▸ 確認用の文章
━━━━━━━━━━━━━━━━━━━━━━━━━━━━━━
無線機が故障したJALのA350-900 JA02XJ(資料写真)=22年6月 PHOTO: Tadayuki YOSHIKAWA/Aviation Wire

 無線機が故障したJL521便は、乗客207人(幼児なし)と乗員11人(パイロット2人、客室乗務員9人)を乗せ、羽田の11番スポット(駐機場)を定刻より16分遅れの午後3時46分に出発。C滑走路(RWY34R)から午後4時2分に離陸した。

 新千歳にはB滑走路の南側(RWY01R)へ午後5時31分に着陸し、37分遅れの同37分に到着した。空港南側の苫小牧市付近上空を午後5時8分ごろから20分ほど旋回して着陸した。JALによると、羽田で出発が遅れたのは管制の指示による出発の順番待ちなどで、出発時に無線機は正常に作動していたといい、着陸時に管制官へ緊急着陸の要請はしていないという。
━━━━━━━━━━━━━━━━━━━━━━━━━━━━━━
▸ 練習問題
a – JL521便の記事で、この便が羽田を出発した時刻は何時何分ですか。
b – JL521便の記事の一文「新千歳にはB滑走路の南側(RWY01R)へ午後5時31分に着陸し、37分遅れの同37分に到着した。」を英語に訳してください。
c – JL521便の記事の「無線機が故障したJALのA350-900 JA02XJ(資料写真)=22年6月 PHOTO: Tadayuki」から「陸の要請はしていないという。」まで(両端を含む)を、「新千歳」を「新千歳空港」に置き換えて書き直してください。
保存された行は、どの問題を解くのにも使いません。

(保存済みエントリ)
━━━━━━━━━━━━━━━━━━━━━━━━━━━━━━
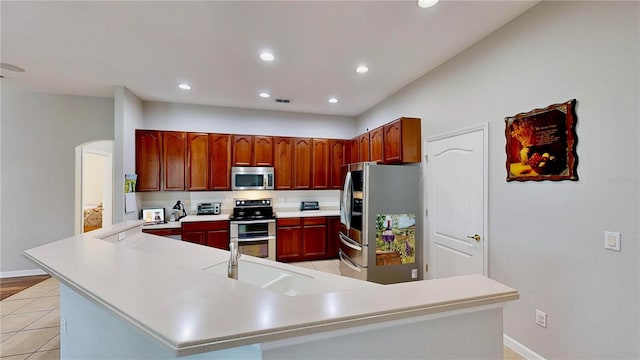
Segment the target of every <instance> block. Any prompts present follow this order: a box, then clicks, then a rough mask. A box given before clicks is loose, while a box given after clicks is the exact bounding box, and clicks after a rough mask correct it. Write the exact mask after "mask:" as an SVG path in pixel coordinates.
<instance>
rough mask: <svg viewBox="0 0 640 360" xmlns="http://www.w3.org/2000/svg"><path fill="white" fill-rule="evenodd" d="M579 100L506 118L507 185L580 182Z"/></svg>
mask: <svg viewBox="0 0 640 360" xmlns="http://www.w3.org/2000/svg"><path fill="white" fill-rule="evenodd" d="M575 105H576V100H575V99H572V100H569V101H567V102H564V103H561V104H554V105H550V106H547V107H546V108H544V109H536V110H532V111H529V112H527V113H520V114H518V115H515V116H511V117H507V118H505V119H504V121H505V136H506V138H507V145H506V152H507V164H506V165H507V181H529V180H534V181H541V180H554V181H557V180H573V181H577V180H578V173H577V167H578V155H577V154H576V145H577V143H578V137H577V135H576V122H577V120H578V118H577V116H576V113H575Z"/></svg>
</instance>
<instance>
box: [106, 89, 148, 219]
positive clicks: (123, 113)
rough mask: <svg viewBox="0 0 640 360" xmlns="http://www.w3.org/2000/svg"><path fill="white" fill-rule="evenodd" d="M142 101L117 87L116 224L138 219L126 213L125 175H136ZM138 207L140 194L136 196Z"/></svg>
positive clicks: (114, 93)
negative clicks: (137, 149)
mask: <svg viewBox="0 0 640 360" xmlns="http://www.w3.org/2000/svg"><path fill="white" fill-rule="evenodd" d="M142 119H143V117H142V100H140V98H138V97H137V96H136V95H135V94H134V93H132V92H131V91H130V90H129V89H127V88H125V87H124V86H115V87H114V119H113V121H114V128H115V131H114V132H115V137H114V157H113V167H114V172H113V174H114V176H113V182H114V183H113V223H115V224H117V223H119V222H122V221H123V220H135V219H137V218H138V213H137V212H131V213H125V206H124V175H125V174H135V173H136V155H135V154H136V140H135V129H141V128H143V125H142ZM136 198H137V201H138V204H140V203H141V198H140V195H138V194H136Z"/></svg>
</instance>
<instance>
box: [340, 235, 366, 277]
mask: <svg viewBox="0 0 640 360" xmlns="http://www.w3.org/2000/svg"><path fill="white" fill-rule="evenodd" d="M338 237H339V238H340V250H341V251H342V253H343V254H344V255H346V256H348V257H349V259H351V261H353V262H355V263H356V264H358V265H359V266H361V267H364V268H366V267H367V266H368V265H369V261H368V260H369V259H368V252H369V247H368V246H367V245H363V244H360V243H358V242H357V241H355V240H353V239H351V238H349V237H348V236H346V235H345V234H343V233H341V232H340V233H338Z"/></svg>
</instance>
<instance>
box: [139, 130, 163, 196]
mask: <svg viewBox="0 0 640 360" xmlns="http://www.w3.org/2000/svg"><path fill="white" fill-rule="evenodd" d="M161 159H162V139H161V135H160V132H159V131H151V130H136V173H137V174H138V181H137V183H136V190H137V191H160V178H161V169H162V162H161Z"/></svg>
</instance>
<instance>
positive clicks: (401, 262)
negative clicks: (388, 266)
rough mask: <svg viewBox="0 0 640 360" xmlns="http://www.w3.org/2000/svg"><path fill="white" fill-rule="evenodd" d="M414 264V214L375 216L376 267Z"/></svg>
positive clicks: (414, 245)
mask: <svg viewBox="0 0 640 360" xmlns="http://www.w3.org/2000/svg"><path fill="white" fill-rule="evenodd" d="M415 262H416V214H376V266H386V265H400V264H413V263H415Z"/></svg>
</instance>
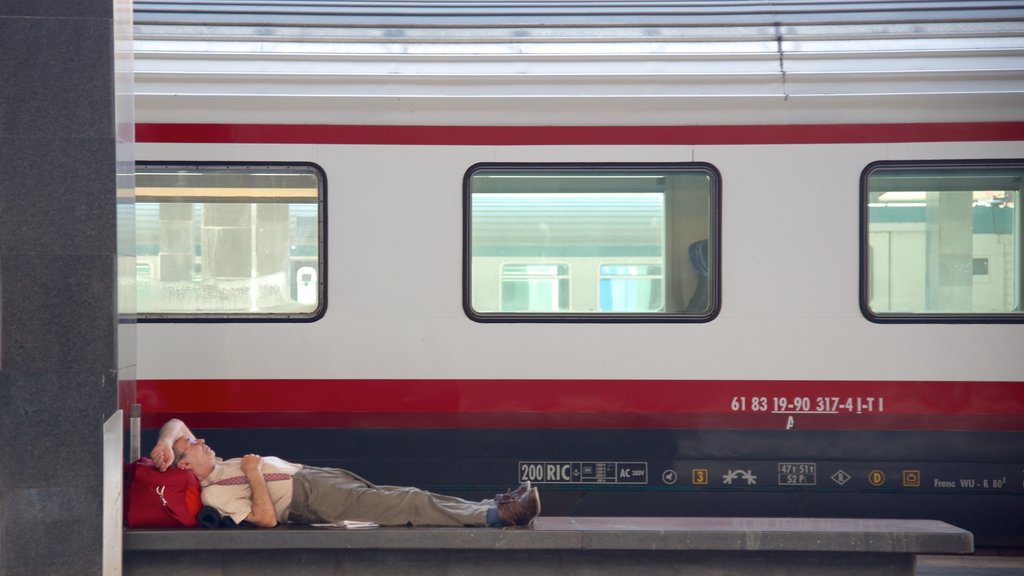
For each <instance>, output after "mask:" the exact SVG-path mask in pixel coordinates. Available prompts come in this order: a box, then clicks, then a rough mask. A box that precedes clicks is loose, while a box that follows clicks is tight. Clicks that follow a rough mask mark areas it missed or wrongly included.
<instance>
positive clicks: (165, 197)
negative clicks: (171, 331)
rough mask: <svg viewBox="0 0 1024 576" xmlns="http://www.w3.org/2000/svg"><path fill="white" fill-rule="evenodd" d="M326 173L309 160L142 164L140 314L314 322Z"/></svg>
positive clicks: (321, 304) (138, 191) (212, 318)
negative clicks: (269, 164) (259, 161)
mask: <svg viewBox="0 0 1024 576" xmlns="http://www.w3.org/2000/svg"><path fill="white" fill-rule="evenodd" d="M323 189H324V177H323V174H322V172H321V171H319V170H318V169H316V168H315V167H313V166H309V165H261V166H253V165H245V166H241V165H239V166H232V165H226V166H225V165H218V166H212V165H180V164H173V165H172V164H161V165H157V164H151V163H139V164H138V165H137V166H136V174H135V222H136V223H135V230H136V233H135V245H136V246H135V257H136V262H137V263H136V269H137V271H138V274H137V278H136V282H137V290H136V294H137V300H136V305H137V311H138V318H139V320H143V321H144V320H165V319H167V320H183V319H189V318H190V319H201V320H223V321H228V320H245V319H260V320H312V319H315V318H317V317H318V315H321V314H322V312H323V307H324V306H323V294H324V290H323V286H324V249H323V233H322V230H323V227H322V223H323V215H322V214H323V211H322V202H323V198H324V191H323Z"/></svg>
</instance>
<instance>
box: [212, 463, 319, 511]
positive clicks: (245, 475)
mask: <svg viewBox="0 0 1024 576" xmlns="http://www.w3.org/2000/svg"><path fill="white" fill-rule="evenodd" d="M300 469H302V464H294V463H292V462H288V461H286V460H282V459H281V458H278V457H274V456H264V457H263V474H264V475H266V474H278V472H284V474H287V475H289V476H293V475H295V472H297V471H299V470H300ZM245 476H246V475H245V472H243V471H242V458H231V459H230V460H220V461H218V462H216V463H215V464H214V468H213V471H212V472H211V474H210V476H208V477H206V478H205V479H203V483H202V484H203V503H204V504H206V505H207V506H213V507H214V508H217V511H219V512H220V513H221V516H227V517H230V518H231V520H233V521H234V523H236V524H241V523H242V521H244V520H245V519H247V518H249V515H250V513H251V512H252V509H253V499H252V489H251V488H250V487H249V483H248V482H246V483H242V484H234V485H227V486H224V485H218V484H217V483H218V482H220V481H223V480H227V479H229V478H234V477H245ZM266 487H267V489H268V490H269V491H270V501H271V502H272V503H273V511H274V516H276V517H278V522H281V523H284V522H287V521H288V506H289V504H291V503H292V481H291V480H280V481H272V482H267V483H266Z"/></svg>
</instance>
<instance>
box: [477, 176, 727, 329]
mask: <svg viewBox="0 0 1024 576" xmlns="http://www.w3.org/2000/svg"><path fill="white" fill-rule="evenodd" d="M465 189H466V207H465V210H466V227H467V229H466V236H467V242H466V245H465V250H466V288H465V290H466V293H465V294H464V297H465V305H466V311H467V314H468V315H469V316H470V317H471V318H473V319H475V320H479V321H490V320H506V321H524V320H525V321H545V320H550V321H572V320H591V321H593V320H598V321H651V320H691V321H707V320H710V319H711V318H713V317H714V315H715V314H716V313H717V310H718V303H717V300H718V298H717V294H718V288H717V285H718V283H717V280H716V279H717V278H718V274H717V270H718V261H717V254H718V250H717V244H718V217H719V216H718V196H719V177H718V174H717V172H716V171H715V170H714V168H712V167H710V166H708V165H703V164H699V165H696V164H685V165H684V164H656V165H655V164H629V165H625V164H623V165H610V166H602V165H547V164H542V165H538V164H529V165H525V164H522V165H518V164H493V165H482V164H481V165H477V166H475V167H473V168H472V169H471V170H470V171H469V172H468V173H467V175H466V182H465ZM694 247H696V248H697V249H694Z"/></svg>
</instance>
━━━━━━━━━━━━━━━━━━━━━━━━━━━━━━
▸ 解答例
a – 午後3時46分です。

b – At New Chitose, it landed on the south end of Runway B (RWY01R) at 5:31 p.m. and arrived at 5:37 p.m., 37 minutes late.

c –
無線機が故障したJALのA350-900 JA02XJ(資料写真)=22年6月 PHOTO: Tadayuki YOSHIKAWA/Aviation Wire

 無線機が故障したJL521便は、乗客207人(幼児なし)と乗員11人(パイロット2人、客室乗務員9人)を乗せ、羽田の11番スポット(駐機場)を定刻より16分遅れの午後3時46分に出発。C滑走路(RWY34R)から午後4時2分に離陸した。

 新千歳空港にはB滑走路の南側(RWY01R)へ午後5時31分に着陸し、37分遅れの同37分に到着した。空港南側の苫小牧市付近上空を午後5時8分ごろから20分ほど旋回して着陸した。JALによると、羽田で出発が遅れたのは管制の指示による出発の順番待ちなどで、出発時に無線機は正常に作動していたといい、着陸時に管制官へ緊急着陸の要請はしていないという。